> TASK MATERIAL
######
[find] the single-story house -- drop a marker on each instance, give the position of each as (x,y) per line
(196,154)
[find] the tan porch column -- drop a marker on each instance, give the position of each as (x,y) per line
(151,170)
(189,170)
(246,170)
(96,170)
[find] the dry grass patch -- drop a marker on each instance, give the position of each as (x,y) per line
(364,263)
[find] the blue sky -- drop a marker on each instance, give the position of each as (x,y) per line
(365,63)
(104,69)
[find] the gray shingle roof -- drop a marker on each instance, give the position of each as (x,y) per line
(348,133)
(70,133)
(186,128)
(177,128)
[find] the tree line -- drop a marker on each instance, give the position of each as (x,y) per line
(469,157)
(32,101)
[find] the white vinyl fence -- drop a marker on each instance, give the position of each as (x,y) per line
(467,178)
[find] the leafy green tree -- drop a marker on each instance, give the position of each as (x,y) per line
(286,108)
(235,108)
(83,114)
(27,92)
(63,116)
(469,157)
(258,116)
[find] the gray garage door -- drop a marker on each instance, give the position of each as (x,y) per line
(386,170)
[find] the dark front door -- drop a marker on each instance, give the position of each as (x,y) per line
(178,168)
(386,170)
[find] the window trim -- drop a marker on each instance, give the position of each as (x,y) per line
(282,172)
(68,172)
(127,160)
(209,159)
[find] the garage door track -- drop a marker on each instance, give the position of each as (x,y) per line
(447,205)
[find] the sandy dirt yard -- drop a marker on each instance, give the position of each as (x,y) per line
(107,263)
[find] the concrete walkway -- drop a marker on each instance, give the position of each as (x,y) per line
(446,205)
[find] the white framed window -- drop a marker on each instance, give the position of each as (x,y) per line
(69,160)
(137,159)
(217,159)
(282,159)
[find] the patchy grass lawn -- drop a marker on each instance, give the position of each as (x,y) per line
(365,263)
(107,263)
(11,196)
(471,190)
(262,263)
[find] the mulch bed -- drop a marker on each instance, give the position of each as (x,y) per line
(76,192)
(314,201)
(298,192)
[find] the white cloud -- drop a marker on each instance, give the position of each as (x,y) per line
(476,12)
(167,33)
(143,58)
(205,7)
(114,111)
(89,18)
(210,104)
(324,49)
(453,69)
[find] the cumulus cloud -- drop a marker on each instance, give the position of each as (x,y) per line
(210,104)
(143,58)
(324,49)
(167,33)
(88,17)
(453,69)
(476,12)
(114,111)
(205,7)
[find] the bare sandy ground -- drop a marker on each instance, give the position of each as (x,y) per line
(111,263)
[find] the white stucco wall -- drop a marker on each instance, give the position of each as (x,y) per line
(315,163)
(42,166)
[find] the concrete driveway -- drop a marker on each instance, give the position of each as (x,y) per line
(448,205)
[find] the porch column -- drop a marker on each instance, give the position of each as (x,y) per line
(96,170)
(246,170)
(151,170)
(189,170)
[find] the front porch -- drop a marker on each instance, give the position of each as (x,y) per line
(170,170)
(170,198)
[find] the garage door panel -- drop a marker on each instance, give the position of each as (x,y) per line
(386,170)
######
Lay out every line of the data above as a Markdown table with the columns Row and Data line, and leave out any blank lines.

> CORRECT OUTPUT
| Row | Data line |
|---|---|
| 1 | [find] the single-story house -- drop a marker on each instance, give the position of each as (x,y) per line |
| 2 | (196,154) |
| 3 | [find] the tan porch column -- drop a marker on each instance, give the position of each as (x,y) per line |
| 4 | (151,170) |
| 5 | (189,170) |
| 6 | (246,170) |
| 7 | (96,170) |
| 8 | [find] the dry grass patch -- drop a marker on each instance, give the position of each as (x,y) per line |
| 9 | (364,263) |
| 10 | [find] the blue sky -- drop a marker on each instance, give the position of each as (x,y) per line |
| 11 | (365,63) |
| 12 | (104,69) |
| 13 | [find] the gray shingle roof -- drop a marker on each instance, give the position of each as (x,y) per line |
| 14 | (348,133) |
| 15 | (70,133) |
| 16 | (186,128) |
| 17 | (177,128) |
| 18 | [find] the tree line -- drop a marker on each instance, give the position of each as (x,y) per line |
| 19 | (469,157) |
| 20 | (32,101) |
| 21 | [find] the white vinyl fence -- drop a marker on each instance, give the position of each as (x,y) per line |
| 22 | (467,178) |
| 23 | [find] the leafy green tree -- drop a marker on each instance, give the position of each as (x,y) per line |
| 24 | (286,108) |
| 25 | (235,108) |
| 26 | (83,114) |
| 27 | (27,92) |
| 28 | (63,116) |
| 29 | (469,157) |
| 30 | (258,116) |
| 31 | [find] the gray garage door -- drop a marker on each instance, give the position of each as (x,y) per line |
| 32 | (386,170) |
| 33 | [find] the dark front door -- drop a marker on each instance, give the position of each as (x,y) per line |
| 34 | (178,168) |
| 35 | (386,170) |
| 36 | [find] the window trim -- drop a marker on each instance, give the position of each as (x,y) per line |
| 37 | (282,172) |
| 38 | (68,172) |
| 39 | (127,160) |
| 40 | (209,159) |
| 41 | [find] the garage door track -- drop a marker on each instance, give the position of each as (x,y) per line |
| 42 | (447,205) |
| 43 | [find] the sandy dirt yard -- drop a marker on each instance, give the position of each as (x,y) per line |
| 44 | (107,263) |
| 45 | [find] the concrete walkway -- drop a marker on each instance, give the position of each as (x,y) per line |
| 46 | (446,205) |
| 47 | [find] the white framed window -- drop a marker on each instance, give the position of each as (x,y) per line |
| 48 | (69,160) |
| 49 | (137,159) |
| 50 | (217,159) |
| 51 | (282,159) |
| 52 | [find] the patchy grass lawn -- drop a marker on each instance, give the position of each as (x,y) per line |
| 53 | (365,263) |
| 54 | (107,263) |
| 55 | (11,196) |
| 56 | (471,190) |
| 57 | (262,263) |
| 58 | [find] the mulch bed -- drop a marker on each instance, give the position of each as (x,y) per line |
| 59 | (76,192) |
| 60 | (314,201) |
| 61 | (298,192) |
| 62 | [find] the white cloud -- drop a marker on each instance, give the position of each as (x,y) per line |
| 63 | (476,12) |
| 64 | (167,33) |
| 65 | (143,58) |
| 66 | (205,7) |
| 67 | (114,111) |
| 68 | (89,18) |
| 69 | (210,104) |
| 70 | (324,49) |
| 71 | (453,69) |
| 72 | [find] the cumulus cloud -- drop a marker on each instance, give the position of each as (x,y) per line |
| 73 | (210,104) |
| 74 | (143,58) |
| 75 | (324,49) |
| 76 | (167,33) |
| 77 | (88,17) |
| 78 | (453,69) |
| 79 | (476,12) |
| 80 | (114,111) |
| 81 | (205,7) |
| 82 | [find] the bare sandy ground -- drop a marker on each instance, give the position of each as (x,y) per line |
| 83 | (111,263) |
| 84 | [find] the white stucco wall -- drop a marker on each instance, give the position of each as (x,y) per line |
| 85 | (315,163) |
| 86 | (42,166) |
| 87 | [find] the concrete driveway -- drop a marker on each instance, give the position of each as (x,y) per line |
| 88 | (448,205) |
| 89 | [find] the porch column -- drop a marker on each instance, give the position of each as (x,y) per line |
| 90 | (96,170) |
| 91 | (246,170) |
| 92 | (151,170) |
| 93 | (189,170) |
| 94 | [find] the front porch -- drop a marker on each instance, give the position of each as (x,y) per line |
| 95 | (170,170) |
| 96 | (170,198) |
| 97 | [find] the garage door panel -- drop a marker on each instance, give the position of each as (x,y) per line |
| 98 | (386,170) |